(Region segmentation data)
—————

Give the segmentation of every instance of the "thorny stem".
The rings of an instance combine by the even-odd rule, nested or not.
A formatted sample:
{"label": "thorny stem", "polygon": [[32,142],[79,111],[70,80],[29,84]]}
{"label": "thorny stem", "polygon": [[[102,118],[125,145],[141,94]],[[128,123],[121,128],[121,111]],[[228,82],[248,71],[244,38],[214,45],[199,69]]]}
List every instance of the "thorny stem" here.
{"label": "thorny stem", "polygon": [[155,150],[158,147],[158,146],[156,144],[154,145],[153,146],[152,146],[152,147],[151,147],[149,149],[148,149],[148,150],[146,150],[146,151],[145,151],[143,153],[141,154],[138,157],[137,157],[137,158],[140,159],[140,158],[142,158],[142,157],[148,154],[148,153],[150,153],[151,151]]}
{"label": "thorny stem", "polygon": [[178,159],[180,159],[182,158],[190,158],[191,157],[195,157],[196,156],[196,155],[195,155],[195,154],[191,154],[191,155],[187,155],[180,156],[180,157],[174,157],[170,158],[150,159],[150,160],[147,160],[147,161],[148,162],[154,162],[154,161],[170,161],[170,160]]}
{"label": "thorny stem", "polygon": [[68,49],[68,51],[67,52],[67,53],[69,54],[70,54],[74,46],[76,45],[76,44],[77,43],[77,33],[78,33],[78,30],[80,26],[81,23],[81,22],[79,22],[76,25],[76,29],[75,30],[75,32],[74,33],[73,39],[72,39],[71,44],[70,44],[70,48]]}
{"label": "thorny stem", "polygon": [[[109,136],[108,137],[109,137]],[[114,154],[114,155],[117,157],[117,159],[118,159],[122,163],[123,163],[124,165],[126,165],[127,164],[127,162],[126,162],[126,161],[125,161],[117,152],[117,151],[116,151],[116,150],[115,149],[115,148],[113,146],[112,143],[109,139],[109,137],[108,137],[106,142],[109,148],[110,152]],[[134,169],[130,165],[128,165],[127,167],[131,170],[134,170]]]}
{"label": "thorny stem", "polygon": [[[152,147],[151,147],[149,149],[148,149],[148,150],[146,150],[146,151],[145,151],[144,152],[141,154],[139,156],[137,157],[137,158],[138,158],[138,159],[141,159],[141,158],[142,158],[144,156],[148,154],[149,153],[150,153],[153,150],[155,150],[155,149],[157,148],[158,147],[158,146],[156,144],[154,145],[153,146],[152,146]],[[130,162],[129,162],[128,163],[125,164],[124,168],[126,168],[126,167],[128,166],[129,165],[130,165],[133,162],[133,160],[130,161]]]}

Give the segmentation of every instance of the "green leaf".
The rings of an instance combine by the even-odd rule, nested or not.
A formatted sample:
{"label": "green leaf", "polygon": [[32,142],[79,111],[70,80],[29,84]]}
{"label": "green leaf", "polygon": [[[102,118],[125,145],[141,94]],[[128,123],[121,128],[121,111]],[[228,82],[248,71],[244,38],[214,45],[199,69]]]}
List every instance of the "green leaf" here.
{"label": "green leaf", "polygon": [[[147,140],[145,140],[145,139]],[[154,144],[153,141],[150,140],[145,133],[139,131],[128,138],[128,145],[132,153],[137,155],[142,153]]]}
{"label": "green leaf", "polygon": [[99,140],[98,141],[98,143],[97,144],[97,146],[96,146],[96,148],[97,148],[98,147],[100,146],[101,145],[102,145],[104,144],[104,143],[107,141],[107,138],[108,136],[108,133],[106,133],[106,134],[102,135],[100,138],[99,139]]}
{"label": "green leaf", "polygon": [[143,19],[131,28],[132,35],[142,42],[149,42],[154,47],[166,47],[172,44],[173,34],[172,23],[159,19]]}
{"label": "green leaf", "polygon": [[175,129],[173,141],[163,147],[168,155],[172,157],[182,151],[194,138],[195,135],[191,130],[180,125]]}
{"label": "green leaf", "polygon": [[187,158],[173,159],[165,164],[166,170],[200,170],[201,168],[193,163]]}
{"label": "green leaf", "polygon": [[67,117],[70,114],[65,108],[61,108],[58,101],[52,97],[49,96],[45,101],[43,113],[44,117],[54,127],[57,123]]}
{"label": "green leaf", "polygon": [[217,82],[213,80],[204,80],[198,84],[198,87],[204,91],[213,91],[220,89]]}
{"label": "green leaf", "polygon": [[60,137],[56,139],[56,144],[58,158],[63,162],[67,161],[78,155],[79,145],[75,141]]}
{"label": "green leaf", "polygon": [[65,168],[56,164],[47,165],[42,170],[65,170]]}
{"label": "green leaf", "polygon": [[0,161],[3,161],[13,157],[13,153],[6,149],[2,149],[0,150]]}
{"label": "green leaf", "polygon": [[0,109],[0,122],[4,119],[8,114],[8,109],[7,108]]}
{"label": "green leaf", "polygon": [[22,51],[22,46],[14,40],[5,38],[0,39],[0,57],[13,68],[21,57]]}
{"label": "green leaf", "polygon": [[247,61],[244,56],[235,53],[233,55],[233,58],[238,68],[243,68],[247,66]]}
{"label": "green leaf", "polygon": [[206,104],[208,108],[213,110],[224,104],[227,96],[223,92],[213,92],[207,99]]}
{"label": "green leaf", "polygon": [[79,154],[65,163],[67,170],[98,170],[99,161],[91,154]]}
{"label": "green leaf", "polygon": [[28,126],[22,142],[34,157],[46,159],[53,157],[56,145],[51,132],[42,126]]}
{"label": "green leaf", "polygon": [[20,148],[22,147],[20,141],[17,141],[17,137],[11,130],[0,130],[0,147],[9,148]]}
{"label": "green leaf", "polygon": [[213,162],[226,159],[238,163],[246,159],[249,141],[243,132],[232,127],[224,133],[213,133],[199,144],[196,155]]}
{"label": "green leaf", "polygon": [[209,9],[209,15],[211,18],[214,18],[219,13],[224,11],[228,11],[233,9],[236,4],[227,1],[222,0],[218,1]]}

—————

■ **PROBLEM TO SOLVE**
Repeat the listing in full, keeping every line exactly as it is.

■ **RESPONSE BELOW**
Give the segmentation of every instance of the "thorny stem".
The rings of an instance combine by the even-odd rule, nested or not.
A formatted sample:
{"label": "thorny stem", "polygon": [[32,142],[79,111],[70,80],[29,84]]}
{"label": "thorny stem", "polygon": [[[102,118],[125,145],[141,94]],[[128,123],[121,128],[121,111]],[[228,82],[248,71],[244,38],[214,45],[199,69]]]}
List every instance of the "thorny stem" here.
{"label": "thorny stem", "polygon": [[155,150],[158,147],[158,146],[156,144],[154,145],[153,146],[152,146],[152,147],[151,147],[149,149],[148,149],[148,150],[146,150],[146,151],[145,151],[143,153],[141,154],[138,157],[137,157],[137,158],[140,159],[140,158],[142,158],[142,157],[148,154],[148,153],[150,153],[151,151]]}
{"label": "thorny stem", "polygon": [[178,159],[180,159],[182,158],[190,158],[191,157],[195,157],[196,156],[196,155],[195,155],[195,154],[191,154],[191,155],[187,155],[180,156],[180,157],[174,157],[170,158],[150,159],[150,160],[147,160],[147,161],[148,162],[154,162],[154,161],[170,161],[170,160]]}
{"label": "thorny stem", "polygon": [[68,49],[68,51],[67,52],[67,53],[69,54],[70,54],[74,46],[76,45],[76,44],[77,43],[77,33],[78,33],[78,30],[80,26],[81,23],[81,22],[79,22],[76,25],[76,29],[75,30],[75,32],[74,33],[73,39],[72,39],[71,44],[70,44],[70,48]]}
{"label": "thorny stem", "polygon": [[[109,136],[108,137],[109,137]],[[114,154],[114,155],[117,157],[117,159],[118,159],[122,163],[123,163],[124,165],[126,165],[127,164],[127,162],[126,162],[126,161],[125,161],[117,152],[117,151],[116,151],[116,150],[115,149],[115,148],[113,146],[112,143],[109,139],[109,137],[108,137],[106,142],[109,148],[110,152]],[[134,169],[130,165],[128,165],[127,167],[131,170],[134,170]]]}
{"label": "thorny stem", "polygon": [[[152,147],[151,147],[149,149],[148,149],[148,150],[146,150],[146,151],[145,151],[144,152],[141,154],[139,156],[137,157],[137,158],[138,158],[138,159],[141,159],[141,158],[142,158],[144,156],[148,154],[149,153],[150,153],[153,150],[155,150],[155,149],[157,148],[158,147],[158,146],[156,144],[154,145],[153,146],[152,146]],[[130,162],[129,162],[128,163],[125,164],[124,168],[126,168],[126,167],[128,166],[129,165],[130,165],[133,162],[133,160],[130,161]]]}

Give the segmentation of every instance of the "green leaf".
The rings of an instance combine by the even-odd rule, nested or not.
A formatted sample:
{"label": "green leaf", "polygon": [[32,142],[79,111],[70,80],[29,84]]}
{"label": "green leaf", "polygon": [[[102,118],[125,145],[141,94]],[[128,123],[121,128],[121,111]],[[228,82],[248,71],[244,38],[214,45],[199,69]]]}
List every instance of the "green leaf" here.
{"label": "green leaf", "polygon": [[[147,140],[145,140],[145,139]],[[154,144],[153,141],[150,140],[145,133],[139,131],[128,138],[128,145],[132,153],[137,155],[142,153]]]}
{"label": "green leaf", "polygon": [[99,140],[98,141],[98,143],[97,144],[97,146],[96,146],[96,148],[97,148],[98,147],[100,146],[101,145],[102,145],[104,144],[104,143],[107,141],[107,138],[108,136],[108,133],[106,133],[106,134],[102,135],[100,138],[99,139]]}
{"label": "green leaf", "polygon": [[143,19],[131,28],[132,35],[142,42],[149,42],[154,47],[166,47],[172,44],[173,34],[172,23],[159,19]]}
{"label": "green leaf", "polygon": [[175,129],[173,141],[163,147],[168,155],[172,157],[182,151],[194,138],[195,135],[191,130],[180,125]]}
{"label": "green leaf", "polygon": [[187,158],[173,159],[165,164],[166,170],[200,170],[201,168],[193,163]]}
{"label": "green leaf", "polygon": [[67,117],[70,114],[65,108],[61,108],[58,101],[52,97],[49,96],[45,101],[43,113],[44,117],[54,127],[57,123]]}
{"label": "green leaf", "polygon": [[217,82],[213,80],[204,80],[198,84],[198,87],[204,91],[213,91],[220,89]]}
{"label": "green leaf", "polygon": [[60,137],[56,139],[56,144],[58,158],[63,162],[67,161],[78,155],[79,145],[75,141]]}
{"label": "green leaf", "polygon": [[65,168],[56,164],[47,165],[42,170],[65,170]]}
{"label": "green leaf", "polygon": [[0,161],[3,161],[13,157],[13,153],[6,149],[2,149],[0,150]]}
{"label": "green leaf", "polygon": [[0,109],[0,122],[4,119],[8,114],[8,109],[7,108]]}
{"label": "green leaf", "polygon": [[22,51],[22,46],[14,40],[5,38],[0,39],[0,57],[13,68],[21,57]]}
{"label": "green leaf", "polygon": [[247,61],[244,56],[235,53],[233,55],[233,58],[238,68],[243,68],[247,66]]}
{"label": "green leaf", "polygon": [[206,104],[208,108],[213,110],[224,104],[227,96],[223,92],[213,92],[207,99]]}
{"label": "green leaf", "polygon": [[79,154],[65,163],[67,170],[98,170],[99,161],[91,154]]}
{"label": "green leaf", "polygon": [[28,126],[22,142],[34,157],[46,159],[53,157],[56,145],[51,132],[42,126]]}
{"label": "green leaf", "polygon": [[20,148],[22,147],[20,141],[17,141],[17,137],[11,130],[0,130],[0,147],[9,148]]}
{"label": "green leaf", "polygon": [[213,162],[226,159],[238,163],[246,159],[249,141],[243,132],[232,127],[224,133],[213,133],[199,144],[196,155]]}
{"label": "green leaf", "polygon": [[209,9],[209,15],[211,18],[214,18],[219,13],[224,11],[228,11],[233,9],[236,4],[227,1],[222,0],[218,1]]}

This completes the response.